Instruction | Reproduce the data below from the line containing "Task: indicate one point on every instance of the terrazzo" through its last line, both ends included and requests kept, multiplying every coordinate in the answers by 2.1 and rounding to whole numbers, halves up.

Data provided |
..............................

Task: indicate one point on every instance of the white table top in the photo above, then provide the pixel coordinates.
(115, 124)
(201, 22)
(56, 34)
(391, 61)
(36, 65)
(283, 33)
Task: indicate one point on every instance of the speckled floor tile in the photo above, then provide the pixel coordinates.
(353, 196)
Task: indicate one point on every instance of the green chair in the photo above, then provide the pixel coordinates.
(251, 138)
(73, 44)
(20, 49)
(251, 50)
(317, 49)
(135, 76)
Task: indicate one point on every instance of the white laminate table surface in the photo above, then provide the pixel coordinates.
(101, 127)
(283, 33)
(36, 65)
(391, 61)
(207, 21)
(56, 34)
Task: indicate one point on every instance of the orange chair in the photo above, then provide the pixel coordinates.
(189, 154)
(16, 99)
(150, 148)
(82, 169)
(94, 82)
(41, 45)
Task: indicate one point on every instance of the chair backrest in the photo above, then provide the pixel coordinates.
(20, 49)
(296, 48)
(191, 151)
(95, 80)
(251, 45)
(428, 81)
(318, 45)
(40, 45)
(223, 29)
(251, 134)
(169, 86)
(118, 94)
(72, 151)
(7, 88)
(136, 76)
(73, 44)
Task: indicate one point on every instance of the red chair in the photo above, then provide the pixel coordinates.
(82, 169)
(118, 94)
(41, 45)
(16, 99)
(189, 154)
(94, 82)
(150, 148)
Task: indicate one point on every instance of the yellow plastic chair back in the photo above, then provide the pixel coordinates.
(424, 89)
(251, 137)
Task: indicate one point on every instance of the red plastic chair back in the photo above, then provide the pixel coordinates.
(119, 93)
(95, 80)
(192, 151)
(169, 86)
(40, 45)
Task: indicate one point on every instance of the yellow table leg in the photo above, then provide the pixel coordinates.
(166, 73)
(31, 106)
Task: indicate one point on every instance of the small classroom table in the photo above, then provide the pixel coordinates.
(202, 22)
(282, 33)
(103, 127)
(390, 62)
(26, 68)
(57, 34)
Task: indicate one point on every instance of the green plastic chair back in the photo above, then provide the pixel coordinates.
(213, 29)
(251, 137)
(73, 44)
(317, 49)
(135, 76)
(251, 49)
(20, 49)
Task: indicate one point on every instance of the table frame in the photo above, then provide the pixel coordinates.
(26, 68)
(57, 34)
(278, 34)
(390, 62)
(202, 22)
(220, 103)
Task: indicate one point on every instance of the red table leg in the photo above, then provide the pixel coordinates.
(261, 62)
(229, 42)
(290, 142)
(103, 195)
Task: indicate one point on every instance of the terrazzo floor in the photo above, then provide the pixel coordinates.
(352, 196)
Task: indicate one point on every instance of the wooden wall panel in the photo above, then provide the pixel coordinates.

..............................

Task output |
Task: indicate one point on every instance of the terrazzo floor in the photo above, then provide the pixel coordinates.
(739, 412)
Task: indicate one point on every instance of the wooden wall panel in the photo above, then provide the pixel coordinates.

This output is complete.